◆ **What you need to do**
Count the lines below that contain the string "house", and reply with that number alone.
= = = = = = =
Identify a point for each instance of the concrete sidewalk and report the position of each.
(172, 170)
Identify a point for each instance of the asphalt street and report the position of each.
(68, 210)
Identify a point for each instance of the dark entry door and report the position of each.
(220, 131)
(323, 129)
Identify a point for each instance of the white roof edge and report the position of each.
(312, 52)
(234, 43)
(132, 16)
= = = = = = =
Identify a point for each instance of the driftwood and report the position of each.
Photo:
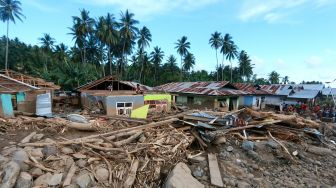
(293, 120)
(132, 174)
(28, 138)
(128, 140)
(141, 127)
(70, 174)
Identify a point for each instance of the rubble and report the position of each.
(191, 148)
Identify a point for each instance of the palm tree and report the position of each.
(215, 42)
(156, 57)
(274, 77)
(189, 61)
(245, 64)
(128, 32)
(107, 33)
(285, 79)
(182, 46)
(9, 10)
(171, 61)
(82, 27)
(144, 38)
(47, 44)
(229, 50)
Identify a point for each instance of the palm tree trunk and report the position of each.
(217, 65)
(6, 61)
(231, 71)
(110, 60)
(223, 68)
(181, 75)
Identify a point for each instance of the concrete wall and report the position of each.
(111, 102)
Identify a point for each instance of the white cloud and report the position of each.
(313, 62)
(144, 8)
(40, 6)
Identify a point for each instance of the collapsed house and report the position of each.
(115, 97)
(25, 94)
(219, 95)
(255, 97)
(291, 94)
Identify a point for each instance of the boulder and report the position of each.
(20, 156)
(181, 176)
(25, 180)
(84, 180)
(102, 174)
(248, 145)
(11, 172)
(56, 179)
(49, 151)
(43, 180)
= = = = = = =
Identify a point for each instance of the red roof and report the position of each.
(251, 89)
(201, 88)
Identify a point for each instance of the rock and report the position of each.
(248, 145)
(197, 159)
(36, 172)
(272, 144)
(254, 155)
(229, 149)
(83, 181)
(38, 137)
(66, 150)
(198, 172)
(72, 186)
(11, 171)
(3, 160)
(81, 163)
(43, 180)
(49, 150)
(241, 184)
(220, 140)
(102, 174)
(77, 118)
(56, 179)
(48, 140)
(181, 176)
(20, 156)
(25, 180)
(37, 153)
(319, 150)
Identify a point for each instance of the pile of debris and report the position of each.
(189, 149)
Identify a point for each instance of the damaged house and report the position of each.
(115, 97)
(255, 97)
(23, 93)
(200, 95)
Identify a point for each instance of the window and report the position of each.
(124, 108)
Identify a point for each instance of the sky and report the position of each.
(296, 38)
= = = = = = =
◆ **Solved exercise**
2